**Provided records**
_ _ _ _ _ _ _

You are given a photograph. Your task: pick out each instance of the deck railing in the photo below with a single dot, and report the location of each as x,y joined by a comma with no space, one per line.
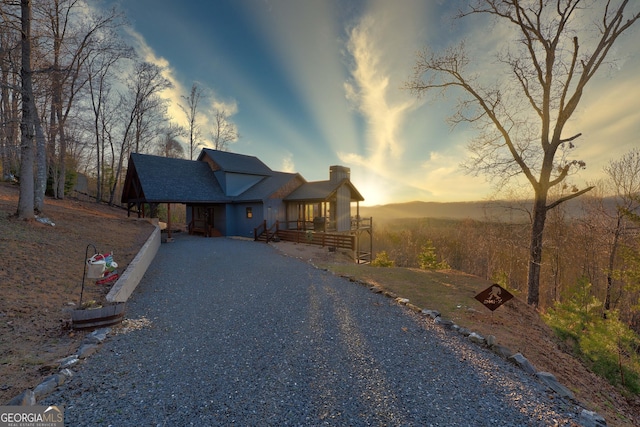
310,233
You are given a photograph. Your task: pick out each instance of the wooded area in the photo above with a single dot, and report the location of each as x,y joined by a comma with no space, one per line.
590,271
76,98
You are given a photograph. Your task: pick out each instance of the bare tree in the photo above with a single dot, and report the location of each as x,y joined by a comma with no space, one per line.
73,41
522,123
10,46
624,175
224,131
141,101
191,111
169,145
27,155
100,68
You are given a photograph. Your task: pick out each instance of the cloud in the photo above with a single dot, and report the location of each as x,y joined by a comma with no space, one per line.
209,101
287,163
369,91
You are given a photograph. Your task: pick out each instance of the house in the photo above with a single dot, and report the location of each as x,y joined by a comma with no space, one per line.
229,194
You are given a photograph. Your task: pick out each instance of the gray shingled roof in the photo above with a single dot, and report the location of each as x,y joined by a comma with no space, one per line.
267,186
239,163
321,190
166,180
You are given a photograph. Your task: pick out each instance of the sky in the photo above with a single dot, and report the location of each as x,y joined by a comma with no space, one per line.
315,83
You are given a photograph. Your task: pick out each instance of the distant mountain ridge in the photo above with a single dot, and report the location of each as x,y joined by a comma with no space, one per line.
496,210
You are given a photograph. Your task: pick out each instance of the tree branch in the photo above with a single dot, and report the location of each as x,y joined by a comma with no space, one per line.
569,197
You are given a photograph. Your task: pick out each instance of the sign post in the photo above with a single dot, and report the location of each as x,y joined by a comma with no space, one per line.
494,296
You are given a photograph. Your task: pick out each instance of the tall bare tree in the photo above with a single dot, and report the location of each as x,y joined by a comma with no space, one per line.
140,102
73,40
522,122
10,47
169,145
223,131
191,111
27,154
624,175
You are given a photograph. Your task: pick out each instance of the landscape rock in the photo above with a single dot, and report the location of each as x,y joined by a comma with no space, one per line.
524,363
444,322
464,331
66,374
591,419
550,380
46,387
501,350
26,398
413,307
491,340
87,350
431,313
69,361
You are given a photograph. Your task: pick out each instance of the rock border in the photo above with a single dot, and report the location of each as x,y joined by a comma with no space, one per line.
587,418
120,292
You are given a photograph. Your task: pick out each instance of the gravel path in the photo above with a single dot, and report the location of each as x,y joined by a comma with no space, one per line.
241,334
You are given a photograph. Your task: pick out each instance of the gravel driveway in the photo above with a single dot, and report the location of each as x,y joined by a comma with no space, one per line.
241,334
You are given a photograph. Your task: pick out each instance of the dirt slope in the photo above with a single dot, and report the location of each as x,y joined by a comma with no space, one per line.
41,271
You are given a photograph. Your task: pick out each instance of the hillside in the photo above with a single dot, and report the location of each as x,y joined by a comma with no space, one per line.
505,211
41,279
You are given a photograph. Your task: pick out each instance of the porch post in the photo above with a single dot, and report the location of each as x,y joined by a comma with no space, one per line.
169,220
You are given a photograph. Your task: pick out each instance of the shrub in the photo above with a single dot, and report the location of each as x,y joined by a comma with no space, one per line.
428,260
605,344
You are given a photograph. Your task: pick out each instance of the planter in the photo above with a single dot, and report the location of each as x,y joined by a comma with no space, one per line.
97,317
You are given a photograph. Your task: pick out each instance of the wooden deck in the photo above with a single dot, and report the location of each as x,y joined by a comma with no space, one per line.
339,240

_ _ _ _ _ _ _

**Written request**
Rewrite every line from the one holding "of the hillside" through the end of the records above, inclusive, requests included, and shift each answer coordinate by adding 112 to both its x and y values.

**The answer**
You are given a photograph. Your task: pick out each instance of the hillside in the photo above with a single dot, and report the location of each as x,y joined by a comma with no space, one per line.
617,323
153,391
You are given a photograph. Your task: pick out each instance of the porch post in the photo above with a single dot, and report the location of each as x,y joined by a comma with no space, one per line.
281,332
You are given a photograph. Your task: pick out each instance of the shrub in the photo above with a single dot, and report the location of each as x,y joined by a comma with no space, one per line.
540,372
717,456
You are given a photograph. Your task: pick out each instance of the planter in the photo above with a single dot, and report the location of each as x,y joined by a comma with no space, one per line.
209,429
You are given a photograph. Your task: pick out each instance of the wooden deck in the photo above with a single dot, and report the location of each as x,y joined by a comma with no space, one per line.
451,352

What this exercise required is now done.